**QUOTED TEXT**
--- START ---

You're not worried about Aaron Jones. You're not worried about
Addie Addison, You're not worried about all that. And t J.
Hopkinson over the middle. I don't know. I forgot about Hockinson.
I mean, Kevin O'Connell is a very damn good coach,
very good coach, but so is Sean McVay. That's gonna
be a great game.

Speaker 3 (36:07):
It really doesn't matter because whoever wins it lose, it
is gonna play Philly. So anyways, Washington, TD, I get
it with Baker and all that. Washington they are hot,
and they got a stone cold killer and Jaylen Williams
what's his name, Jayden Daniels.

Speaker 1 (36:20):
So out of that one, give me Washington. So you
got Washington beat in Tampa.

Speaker 3 (36:23):
Yeah, and then green Bay Eagles don't even need a minute.
I've heard green Bay is the best line in the league.

Speaker 1 (36:30):
Jordan love. I get it.

Speaker 3 (36:31):
Give me Eagles, it's too much firepower. I believe Jayden Daniels.
What's his name, Jalen Hurts. Yeah, he plays concussed, didn't practice.
That's why they said.

Speaker 2 (36:39):
They haven't really revealed it yet.

Speaker 1 (36:41):
Maybe they have.

Speaker 2 (36:42):
He's playing.

--- END ---

**RECORDED INFORMATION**
--- START ---

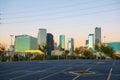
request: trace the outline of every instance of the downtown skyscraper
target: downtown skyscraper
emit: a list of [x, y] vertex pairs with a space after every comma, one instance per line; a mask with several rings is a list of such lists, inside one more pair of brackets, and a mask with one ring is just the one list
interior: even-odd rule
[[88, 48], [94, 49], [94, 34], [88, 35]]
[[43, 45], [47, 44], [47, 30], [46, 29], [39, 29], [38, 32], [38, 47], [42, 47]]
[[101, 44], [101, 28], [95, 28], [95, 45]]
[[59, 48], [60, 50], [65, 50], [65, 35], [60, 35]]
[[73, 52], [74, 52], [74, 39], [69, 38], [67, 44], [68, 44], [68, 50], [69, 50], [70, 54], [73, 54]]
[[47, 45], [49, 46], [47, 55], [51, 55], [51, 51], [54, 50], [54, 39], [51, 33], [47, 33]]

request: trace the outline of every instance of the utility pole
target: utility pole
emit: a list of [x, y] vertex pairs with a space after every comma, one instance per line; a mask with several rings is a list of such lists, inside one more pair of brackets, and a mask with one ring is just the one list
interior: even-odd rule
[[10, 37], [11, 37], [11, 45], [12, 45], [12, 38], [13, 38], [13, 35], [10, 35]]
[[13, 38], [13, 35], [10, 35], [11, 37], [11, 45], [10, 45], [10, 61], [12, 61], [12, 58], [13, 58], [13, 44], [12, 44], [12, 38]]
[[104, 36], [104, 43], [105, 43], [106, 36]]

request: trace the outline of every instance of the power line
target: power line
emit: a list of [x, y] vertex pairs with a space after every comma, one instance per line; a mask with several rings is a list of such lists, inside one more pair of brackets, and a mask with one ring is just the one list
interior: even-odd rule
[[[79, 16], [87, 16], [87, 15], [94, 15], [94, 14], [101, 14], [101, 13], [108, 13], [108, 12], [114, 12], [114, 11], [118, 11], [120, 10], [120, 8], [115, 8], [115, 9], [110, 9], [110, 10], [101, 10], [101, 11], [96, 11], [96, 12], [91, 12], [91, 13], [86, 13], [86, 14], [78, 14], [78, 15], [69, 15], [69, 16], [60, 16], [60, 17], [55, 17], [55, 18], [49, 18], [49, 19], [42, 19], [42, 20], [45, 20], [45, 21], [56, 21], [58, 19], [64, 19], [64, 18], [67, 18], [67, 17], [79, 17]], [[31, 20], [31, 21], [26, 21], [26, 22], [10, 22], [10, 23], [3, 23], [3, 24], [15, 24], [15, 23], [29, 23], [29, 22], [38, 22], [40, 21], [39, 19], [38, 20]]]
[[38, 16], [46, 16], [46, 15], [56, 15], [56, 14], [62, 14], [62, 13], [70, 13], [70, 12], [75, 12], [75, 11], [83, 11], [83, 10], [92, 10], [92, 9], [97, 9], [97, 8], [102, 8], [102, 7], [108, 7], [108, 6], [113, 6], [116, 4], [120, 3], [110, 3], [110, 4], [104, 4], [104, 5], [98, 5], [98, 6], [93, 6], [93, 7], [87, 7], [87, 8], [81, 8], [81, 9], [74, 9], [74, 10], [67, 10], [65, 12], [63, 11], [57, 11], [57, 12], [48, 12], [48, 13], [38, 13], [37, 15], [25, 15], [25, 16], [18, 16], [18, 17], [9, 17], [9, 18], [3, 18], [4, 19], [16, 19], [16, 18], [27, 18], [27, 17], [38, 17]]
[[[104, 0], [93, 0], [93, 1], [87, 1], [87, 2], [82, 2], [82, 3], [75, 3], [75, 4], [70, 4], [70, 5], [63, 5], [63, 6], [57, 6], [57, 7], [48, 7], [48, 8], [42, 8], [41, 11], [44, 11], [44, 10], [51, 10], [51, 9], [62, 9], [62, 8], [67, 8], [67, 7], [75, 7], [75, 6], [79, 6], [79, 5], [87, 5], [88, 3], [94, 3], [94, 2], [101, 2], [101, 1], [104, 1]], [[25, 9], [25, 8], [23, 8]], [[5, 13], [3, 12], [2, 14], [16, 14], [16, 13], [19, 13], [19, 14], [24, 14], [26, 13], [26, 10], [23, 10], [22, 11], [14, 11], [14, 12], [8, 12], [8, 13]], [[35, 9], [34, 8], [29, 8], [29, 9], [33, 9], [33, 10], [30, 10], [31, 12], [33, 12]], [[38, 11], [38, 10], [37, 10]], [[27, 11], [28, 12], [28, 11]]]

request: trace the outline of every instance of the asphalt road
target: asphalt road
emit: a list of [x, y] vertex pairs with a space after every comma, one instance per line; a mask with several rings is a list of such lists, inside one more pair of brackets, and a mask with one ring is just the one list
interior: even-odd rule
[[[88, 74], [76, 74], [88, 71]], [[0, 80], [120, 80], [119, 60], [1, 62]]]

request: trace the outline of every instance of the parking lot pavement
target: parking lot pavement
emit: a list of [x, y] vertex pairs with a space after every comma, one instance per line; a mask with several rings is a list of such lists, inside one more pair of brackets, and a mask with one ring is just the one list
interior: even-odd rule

--- END ---

**WHAT YOU WILL DO**
Reproduce the football playoff transcript word for word, in full.

**EXPECTED ANSWER**
You're not worried about Aaron Jones. You're not worried about
Addie Addison, You're not worried about all that. And t J.
Hopkinson over the middle. I don't know. I forgot about Hockinson.
I mean, Kevin O'Connell is a very damn good coach,
very good coach, but so is Sean McVay. That's gonna
be a great game.

Speaker 3 (36:07):
It really doesn't matter because whoever wins it lose, it
is gonna play Philly. So anyways, Washington, TD, I get
it with Baker and all that. Washington they are hot,
and they got a stone cold killer and Jaylen Williams
what's his name, Jayden Daniels.

Speaker 1 (36:20):
So out of that one, give me Washington. So you
got Washington beat in Tampa.

Speaker 3 (36:23):
Yeah, and then green Bay Eagles don't even need a minute.
I've heard green Bay is the best line in the league.

Speaker 1 (36:30):
Jordan love. I get it.

Speaker 3 (36:31):
Give me Eagles, it's too much firepower. I believe Jayden Daniels.
What's his name, Jalen Hurts. Yeah, he plays concussed, didn't practice.
That's why they said.

Speaker 2 (36:39):
They haven't really revealed it yet.

Speaker 1 (36:41):
Maybe they have.

Speaker 2 (36:42):
He's playing.